> Written task
Copy all of the items below word for word, keeping every line unchanged.

> Source records

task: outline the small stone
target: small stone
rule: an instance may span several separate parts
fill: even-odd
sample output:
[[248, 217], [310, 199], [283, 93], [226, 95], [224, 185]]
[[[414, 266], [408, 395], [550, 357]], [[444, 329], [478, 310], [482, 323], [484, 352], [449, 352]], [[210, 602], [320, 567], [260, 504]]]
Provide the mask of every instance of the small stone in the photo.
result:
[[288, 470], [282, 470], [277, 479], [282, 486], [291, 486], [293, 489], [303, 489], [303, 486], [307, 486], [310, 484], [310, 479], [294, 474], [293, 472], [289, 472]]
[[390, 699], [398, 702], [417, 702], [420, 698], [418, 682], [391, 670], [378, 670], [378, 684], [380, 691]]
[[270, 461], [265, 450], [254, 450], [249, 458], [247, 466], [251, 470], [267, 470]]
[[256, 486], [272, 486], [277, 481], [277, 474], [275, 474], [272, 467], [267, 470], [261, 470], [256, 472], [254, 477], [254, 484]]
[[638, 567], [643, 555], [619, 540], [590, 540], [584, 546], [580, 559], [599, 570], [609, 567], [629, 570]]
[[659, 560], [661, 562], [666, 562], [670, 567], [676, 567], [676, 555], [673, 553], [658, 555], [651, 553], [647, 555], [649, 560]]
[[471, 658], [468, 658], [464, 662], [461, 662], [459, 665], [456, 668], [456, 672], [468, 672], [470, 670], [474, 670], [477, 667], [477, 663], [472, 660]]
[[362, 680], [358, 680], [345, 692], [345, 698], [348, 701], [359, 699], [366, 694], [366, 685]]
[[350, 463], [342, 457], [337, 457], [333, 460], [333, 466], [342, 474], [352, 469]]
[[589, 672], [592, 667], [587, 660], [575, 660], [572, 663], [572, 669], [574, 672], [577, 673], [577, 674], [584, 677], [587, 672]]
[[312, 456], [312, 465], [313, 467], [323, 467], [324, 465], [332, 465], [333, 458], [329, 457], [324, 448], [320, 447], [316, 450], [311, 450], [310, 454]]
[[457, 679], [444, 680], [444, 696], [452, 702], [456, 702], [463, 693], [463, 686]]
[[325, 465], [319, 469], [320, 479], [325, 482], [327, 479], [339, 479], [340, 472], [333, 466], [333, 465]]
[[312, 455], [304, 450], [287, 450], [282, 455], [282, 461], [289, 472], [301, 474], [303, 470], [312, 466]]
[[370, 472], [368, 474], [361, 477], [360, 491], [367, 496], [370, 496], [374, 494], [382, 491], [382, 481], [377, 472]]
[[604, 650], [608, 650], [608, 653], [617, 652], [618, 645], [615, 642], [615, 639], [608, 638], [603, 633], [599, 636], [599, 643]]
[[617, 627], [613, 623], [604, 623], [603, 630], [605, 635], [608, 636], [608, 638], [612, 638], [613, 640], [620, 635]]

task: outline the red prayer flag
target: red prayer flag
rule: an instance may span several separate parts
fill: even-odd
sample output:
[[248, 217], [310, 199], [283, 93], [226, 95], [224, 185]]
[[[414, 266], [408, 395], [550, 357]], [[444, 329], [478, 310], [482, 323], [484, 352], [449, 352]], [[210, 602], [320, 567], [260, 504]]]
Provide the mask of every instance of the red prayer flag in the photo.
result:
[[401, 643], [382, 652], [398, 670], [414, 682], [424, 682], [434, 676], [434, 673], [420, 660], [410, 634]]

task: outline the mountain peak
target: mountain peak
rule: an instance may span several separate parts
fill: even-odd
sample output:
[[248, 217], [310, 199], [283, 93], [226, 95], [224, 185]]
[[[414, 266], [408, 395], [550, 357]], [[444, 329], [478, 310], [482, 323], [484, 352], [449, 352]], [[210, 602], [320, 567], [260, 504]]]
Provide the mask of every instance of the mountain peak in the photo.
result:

> Worked solution
task: outline the small stone
target: small stone
rule: an instance may span several separate parts
fill: even-odd
sample output:
[[248, 217], [310, 199], [283, 93], [226, 95], [224, 185]]
[[[414, 266], [408, 395], [550, 357]], [[444, 329], [478, 310], [482, 323], [484, 352], [449, 352]], [[210, 602], [320, 567], [260, 504]]]
Provide the mask of every instance of the small stone in the photo.
result:
[[288, 470], [282, 470], [277, 479], [282, 486], [291, 486], [293, 489], [303, 489], [303, 486], [307, 486], [310, 484], [310, 479], [294, 474], [293, 472], [289, 472]]
[[390, 699], [398, 702], [417, 702], [420, 698], [418, 682], [391, 670], [378, 670], [378, 684], [380, 691]]
[[270, 461], [265, 450], [254, 450], [249, 458], [247, 466], [251, 470], [267, 470]]
[[256, 486], [272, 486], [277, 481], [277, 474], [275, 474], [272, 467], [267, 470], [261, 470], [256, 472], [254, 477], [254, 484]]
[[638, 567], [643, 555], [619, 540], [590, 540], [584, 546], [580, 559], [599, 570], [609, 567], [629, 570]]
[[659, 560], [661, 562], [666, 562], [670, 567], [676, 567], [676, 555], [673, 553], [658, 555], [651, 553], [647, 555], [649, 560]]
[[471, 658], [468, 658], [464, 662], [461, 662], [459, 665], [456, 668], [456, 672], [468, 672], [470, 670], [474, 670], [477, 667], [477, 663], [472, 660]]
[[362, 680], [358, 680], [345, 692], [345, 698], [348, 701], [359, 699], [366, 694], [366, 685]]
[[350, 463], [342, 457], [337, 457], [333, 460], [333, 466], [342, 474], [352, 469]]
[[589, 672], [592, 667], [587, 660], [575, 660], [572, 663], [572, 669], [574, 672], [577, 673], [577, 674], [584, 677], [587, 672]]
[[312, 456], [312, 465], [313, 467], [323, 467], [324, 465], [332, 465], [333, 458], [329, 457], [324, 448], [320, 447], [316, 450], [311, 450], [310, 454]]
[[457, 679], [444, 680], [444, 696], [452, 702], [456, 702], [463, 693], [463, 686]]
[[325, 465], [319, 469], [320, 479], [325, 482], [327, 479], [339, 479], [340, 472], [333, 466], [333, 465]]
[[312, 455], [304, 450], [287, 450], [282, 455], [282, 461], [289, 472], [301, 474], [303, 470], [312, 466]]
[[370, 472], [368, 474], [361, 477], [360, 491], [367, 496], [370, 496], [374, 494], [382, 491], [382, 481], [377, 472]]
[[604, 650], [608, 650], [608, 653], [617, 652], [618, 645], [615, 642], [615, 639], [608, 638], [603, 633], [599, 636], [599, 643]]
[[617, 627], [613, 623], [604, 623], [603, 630], [605, 635], [608, 636], [608, 638], [612, 638], [613, 640], [620, 635]]

task: outline the red prayer flag
target: red prayer flag
rule: an instance may span several separate parts
fill: even-odd
sample output:
[[248, 217], [310, 199], [283, 93], [226, 95], [224, 185]]
[[[414, 266], [408, 395], [550, 357]], [[444, 329], [478, 310], [482, 323], [484, 352], [449, 352]], [[210, 602], [320, 567], [260, 504]]]
Provide the mask of every instance of the red prayer flag in the photo.
result:
[[401, 643], [382, 652], [398, 670], [414, 682], [424, 682], [434, 676], [434, 673], [420, 660], [410, 634]]

task: outline the mountain peak
target: mountain peak
rule: an instance may span several separate parts
fill: even-odd
sample output:
[[248, 217], [310, 199], [283, 93], [226, 95], [224, 185]]
[[[414, 266], [408, 395], [550, 357]], [[444, 329], [478, 310], [482, 323], [484, 352], [449, 352]], [[210, 602], [320, 567], [260, 504]]]
Provide the mask of every instance of the mountain peak in the photo.
result:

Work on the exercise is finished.